▶

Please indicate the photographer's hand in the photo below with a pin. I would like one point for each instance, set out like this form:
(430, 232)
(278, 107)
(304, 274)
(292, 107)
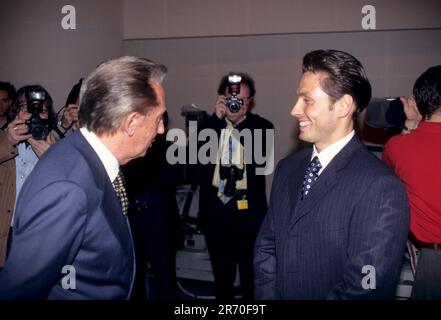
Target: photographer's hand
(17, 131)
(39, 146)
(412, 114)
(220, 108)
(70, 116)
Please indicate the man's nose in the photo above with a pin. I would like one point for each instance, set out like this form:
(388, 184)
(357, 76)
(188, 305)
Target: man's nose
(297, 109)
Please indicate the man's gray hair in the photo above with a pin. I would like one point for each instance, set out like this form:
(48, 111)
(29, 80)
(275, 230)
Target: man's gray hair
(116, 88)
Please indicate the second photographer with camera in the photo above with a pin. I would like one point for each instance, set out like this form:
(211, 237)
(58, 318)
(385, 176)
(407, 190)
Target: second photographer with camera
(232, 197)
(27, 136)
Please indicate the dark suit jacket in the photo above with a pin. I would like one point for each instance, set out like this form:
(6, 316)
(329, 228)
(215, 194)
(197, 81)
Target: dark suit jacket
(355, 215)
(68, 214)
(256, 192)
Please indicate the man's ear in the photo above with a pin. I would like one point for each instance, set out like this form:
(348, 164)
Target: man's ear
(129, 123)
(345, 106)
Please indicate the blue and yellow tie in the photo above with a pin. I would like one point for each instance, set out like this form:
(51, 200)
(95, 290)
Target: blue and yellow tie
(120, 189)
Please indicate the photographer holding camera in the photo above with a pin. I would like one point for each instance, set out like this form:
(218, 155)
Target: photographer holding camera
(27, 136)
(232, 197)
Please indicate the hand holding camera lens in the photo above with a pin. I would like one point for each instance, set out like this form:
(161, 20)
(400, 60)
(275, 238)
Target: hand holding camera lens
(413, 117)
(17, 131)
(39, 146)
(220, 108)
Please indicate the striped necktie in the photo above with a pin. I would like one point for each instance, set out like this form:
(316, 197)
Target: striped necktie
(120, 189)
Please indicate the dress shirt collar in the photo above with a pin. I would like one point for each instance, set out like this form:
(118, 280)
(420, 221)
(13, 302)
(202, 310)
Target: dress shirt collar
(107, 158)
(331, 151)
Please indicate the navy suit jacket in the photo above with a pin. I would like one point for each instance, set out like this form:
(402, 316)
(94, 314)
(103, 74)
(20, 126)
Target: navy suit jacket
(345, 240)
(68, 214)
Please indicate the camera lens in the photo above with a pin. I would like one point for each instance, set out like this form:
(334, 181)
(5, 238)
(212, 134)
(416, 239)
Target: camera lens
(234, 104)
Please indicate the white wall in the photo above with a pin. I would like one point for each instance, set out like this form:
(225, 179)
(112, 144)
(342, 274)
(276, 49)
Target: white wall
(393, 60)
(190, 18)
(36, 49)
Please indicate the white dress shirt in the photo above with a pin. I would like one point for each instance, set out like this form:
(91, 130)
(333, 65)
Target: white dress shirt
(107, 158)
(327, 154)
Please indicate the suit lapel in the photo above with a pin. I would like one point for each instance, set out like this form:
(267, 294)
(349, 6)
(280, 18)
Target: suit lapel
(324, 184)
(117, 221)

◀
▶

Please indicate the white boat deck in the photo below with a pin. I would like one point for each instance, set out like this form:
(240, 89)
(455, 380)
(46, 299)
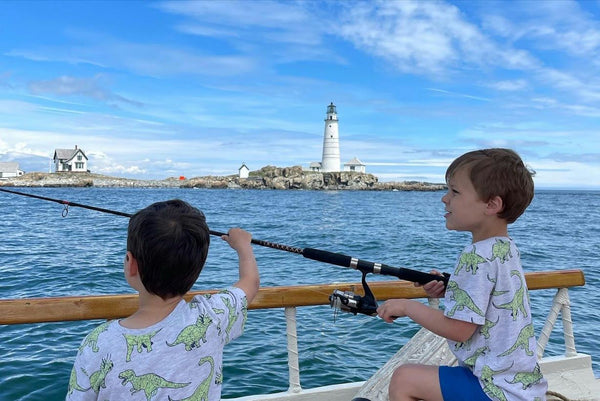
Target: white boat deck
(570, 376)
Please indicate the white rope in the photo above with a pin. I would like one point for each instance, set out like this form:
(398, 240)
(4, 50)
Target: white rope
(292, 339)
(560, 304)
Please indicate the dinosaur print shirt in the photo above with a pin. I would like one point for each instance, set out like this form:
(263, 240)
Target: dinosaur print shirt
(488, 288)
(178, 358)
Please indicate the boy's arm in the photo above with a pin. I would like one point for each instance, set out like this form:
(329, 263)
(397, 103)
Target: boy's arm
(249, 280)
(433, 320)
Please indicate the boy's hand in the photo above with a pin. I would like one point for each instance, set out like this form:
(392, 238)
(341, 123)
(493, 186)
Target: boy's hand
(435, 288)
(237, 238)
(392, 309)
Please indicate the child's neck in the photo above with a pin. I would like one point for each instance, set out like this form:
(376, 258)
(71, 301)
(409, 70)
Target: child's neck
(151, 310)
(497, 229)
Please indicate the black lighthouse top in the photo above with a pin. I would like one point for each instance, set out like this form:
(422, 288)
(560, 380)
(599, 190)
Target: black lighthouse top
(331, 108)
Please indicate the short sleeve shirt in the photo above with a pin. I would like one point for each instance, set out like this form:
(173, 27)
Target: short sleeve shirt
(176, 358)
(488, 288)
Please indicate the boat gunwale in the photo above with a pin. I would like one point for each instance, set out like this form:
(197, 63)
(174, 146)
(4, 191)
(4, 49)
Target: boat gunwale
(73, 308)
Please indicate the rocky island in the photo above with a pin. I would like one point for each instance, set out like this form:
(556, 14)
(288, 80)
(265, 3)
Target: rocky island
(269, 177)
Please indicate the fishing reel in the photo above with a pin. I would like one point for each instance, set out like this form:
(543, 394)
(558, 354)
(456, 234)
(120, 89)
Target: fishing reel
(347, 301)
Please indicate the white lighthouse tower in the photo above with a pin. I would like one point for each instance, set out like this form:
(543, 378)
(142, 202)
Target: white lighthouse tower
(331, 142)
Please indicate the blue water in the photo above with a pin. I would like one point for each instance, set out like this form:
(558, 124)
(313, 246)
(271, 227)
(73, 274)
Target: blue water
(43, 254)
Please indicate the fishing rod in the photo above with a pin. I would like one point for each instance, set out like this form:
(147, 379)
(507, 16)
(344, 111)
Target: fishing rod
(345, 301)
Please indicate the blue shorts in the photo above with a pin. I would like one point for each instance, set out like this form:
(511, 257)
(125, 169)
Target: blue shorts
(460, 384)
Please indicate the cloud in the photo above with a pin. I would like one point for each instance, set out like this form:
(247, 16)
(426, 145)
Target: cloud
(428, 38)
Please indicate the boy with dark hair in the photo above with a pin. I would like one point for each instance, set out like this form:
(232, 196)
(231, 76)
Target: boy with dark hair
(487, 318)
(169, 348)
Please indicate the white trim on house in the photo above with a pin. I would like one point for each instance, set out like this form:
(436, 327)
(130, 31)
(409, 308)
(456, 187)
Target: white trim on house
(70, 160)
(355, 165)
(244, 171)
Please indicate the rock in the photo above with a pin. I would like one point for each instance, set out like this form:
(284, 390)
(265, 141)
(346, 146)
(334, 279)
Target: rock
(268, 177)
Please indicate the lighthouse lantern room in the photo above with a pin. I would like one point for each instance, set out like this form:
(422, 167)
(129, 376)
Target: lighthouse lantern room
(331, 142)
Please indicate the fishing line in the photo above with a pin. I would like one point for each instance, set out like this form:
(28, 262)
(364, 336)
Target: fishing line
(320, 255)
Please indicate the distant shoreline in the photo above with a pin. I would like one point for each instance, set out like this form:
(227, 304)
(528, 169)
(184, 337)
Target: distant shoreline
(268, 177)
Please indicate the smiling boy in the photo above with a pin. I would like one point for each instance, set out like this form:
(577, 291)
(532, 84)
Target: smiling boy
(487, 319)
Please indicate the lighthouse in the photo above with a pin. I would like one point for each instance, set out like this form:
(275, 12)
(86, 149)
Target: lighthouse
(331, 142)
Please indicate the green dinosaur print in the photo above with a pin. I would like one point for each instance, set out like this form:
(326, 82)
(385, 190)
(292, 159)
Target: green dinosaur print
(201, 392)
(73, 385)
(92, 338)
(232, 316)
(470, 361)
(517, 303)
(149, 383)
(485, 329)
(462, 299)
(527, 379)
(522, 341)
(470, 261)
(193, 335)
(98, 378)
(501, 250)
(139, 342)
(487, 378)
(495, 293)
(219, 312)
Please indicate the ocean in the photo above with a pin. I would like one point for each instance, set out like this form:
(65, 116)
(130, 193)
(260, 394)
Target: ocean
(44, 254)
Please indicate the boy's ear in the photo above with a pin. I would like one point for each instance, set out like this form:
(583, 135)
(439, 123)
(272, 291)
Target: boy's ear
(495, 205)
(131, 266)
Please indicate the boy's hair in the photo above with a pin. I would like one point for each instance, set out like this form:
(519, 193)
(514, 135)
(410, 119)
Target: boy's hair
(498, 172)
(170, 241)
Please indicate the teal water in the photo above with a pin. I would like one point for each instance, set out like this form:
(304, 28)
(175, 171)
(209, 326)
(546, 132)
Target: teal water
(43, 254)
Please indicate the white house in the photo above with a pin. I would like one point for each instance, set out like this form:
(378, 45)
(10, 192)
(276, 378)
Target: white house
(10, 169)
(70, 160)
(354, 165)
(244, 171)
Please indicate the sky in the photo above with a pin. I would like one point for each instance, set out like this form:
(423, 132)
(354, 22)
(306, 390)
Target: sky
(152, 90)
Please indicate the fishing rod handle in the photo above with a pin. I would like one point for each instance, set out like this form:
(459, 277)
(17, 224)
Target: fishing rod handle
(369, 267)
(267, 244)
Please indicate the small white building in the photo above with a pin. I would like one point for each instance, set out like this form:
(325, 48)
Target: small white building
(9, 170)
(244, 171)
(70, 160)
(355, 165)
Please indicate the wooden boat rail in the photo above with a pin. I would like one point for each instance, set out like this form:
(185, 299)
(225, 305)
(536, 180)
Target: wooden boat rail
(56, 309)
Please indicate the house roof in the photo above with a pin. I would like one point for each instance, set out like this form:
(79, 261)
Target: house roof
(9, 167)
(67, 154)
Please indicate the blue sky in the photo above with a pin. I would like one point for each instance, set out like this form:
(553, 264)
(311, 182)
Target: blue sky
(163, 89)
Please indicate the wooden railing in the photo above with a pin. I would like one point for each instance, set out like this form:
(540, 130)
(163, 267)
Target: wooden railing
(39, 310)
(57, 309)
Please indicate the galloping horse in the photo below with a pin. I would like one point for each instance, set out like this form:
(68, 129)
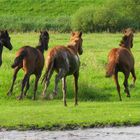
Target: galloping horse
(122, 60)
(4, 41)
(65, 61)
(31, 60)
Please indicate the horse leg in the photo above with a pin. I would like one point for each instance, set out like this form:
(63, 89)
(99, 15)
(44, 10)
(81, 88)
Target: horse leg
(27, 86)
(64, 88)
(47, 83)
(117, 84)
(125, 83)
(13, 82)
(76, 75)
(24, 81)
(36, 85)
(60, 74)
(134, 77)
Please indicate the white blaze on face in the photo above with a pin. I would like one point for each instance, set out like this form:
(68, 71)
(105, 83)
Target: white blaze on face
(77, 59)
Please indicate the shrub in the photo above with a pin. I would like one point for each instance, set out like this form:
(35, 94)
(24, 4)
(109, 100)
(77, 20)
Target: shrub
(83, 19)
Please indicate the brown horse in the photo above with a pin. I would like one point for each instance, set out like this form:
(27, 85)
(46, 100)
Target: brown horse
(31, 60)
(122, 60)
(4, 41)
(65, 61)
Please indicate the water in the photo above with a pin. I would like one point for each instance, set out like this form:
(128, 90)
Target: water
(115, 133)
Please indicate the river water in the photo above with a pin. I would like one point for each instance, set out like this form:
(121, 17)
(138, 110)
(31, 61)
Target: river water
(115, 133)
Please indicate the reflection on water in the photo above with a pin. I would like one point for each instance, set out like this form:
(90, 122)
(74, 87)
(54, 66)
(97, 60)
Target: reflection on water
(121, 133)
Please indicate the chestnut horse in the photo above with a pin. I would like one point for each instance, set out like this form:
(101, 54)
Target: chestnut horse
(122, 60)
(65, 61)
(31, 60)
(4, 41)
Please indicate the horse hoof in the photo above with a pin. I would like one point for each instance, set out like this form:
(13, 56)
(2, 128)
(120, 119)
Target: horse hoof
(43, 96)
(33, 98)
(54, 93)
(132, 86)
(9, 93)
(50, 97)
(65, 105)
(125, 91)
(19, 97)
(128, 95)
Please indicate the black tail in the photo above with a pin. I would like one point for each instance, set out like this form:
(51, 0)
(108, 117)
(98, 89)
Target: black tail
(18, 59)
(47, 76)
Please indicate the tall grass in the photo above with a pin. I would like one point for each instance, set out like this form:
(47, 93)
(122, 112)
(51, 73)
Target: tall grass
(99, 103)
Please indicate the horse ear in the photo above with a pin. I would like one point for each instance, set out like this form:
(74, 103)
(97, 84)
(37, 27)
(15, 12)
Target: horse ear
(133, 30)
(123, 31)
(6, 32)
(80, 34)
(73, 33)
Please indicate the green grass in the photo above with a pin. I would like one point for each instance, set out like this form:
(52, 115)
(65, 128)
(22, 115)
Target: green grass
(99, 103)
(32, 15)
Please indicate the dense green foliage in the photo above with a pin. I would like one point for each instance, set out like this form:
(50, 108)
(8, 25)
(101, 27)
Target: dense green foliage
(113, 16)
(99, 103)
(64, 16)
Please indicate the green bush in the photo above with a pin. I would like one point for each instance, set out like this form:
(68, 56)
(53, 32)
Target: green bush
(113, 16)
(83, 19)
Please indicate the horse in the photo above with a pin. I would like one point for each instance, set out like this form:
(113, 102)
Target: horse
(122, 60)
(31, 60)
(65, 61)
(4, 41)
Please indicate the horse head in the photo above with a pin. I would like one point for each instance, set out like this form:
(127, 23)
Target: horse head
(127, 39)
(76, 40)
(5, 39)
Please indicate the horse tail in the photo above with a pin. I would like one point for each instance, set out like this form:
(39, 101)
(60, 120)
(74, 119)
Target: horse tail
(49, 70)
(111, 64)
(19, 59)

◀
▶

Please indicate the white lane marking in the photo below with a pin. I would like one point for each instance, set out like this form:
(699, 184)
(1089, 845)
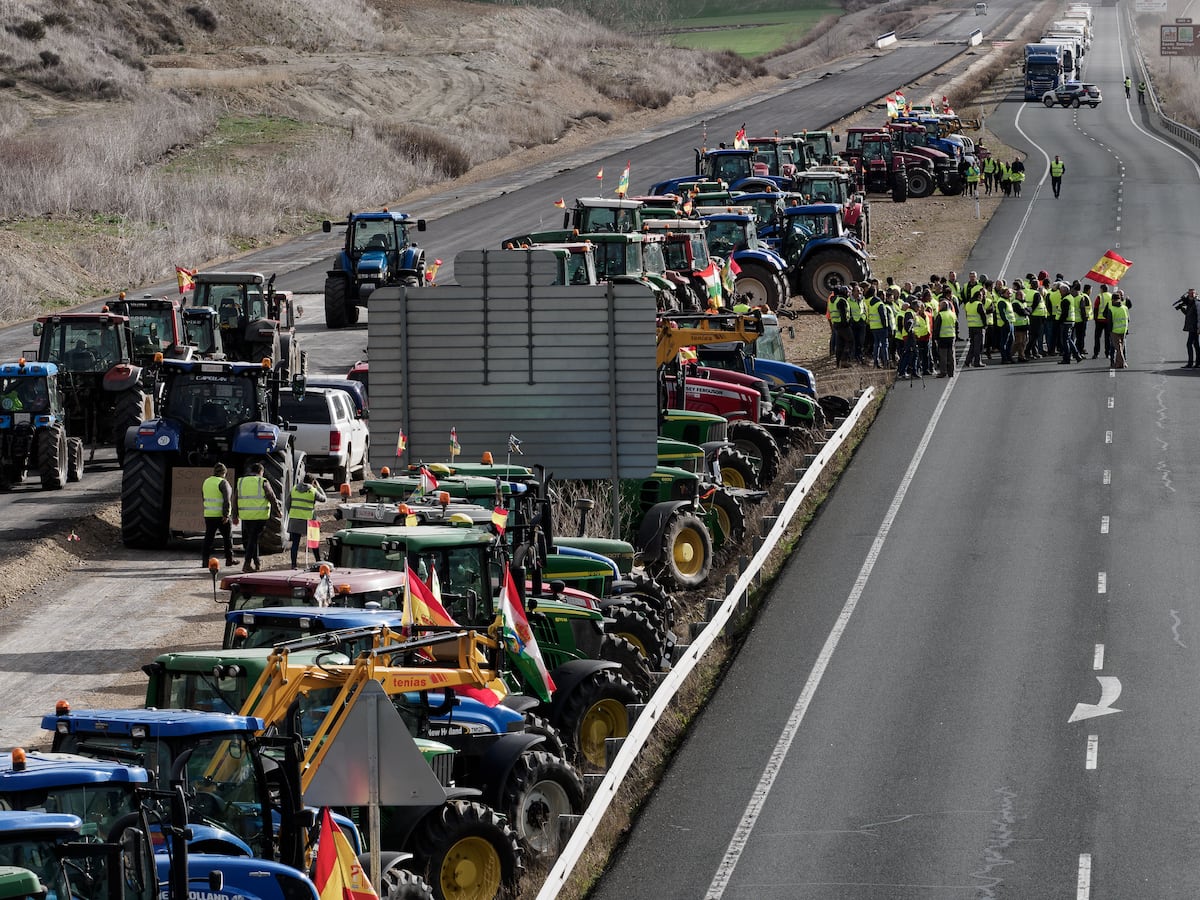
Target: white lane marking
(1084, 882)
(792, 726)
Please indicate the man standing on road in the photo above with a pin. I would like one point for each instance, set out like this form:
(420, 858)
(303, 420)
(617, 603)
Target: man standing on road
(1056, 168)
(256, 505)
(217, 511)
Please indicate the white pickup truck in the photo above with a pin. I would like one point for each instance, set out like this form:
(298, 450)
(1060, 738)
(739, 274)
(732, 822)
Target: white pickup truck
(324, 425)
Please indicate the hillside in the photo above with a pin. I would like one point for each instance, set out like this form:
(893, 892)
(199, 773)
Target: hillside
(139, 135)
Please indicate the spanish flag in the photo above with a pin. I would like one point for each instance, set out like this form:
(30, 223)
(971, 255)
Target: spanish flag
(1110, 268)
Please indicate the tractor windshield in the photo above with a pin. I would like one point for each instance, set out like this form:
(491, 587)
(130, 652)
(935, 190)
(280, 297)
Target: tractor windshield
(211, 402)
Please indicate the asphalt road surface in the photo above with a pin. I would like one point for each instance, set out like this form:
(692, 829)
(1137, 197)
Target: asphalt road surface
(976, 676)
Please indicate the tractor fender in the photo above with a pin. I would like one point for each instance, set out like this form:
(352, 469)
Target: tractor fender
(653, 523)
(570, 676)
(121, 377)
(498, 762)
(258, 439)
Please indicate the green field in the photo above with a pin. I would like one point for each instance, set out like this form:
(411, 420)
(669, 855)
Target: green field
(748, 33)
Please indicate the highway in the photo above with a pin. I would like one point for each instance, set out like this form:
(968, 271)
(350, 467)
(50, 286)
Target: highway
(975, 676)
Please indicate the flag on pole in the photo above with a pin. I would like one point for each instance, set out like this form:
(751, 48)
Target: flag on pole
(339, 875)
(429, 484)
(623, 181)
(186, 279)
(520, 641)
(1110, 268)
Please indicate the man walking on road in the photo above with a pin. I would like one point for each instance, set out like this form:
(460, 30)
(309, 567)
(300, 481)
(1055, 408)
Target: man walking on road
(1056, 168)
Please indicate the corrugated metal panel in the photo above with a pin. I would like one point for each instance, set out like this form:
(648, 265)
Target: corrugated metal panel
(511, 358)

◀

» ACTIVITY: Within the lines above, find those holding the word "below" and copy them.

» WRITTEN ANSWER:
Please indicate the photographer's hand in the photo below with a pin. I would like one point for each instance, set out like this form:
Please indicate the white boat deck in the photo below with a pin. I would like one point for each instance, set out like this form:
Please indicate the galloping horse in the photo below with a pin. I would like one point for each instance, set out like this form:
Please indicate the white lane marking in the photo below with a pin. I would like one point for each instance, set out like this form:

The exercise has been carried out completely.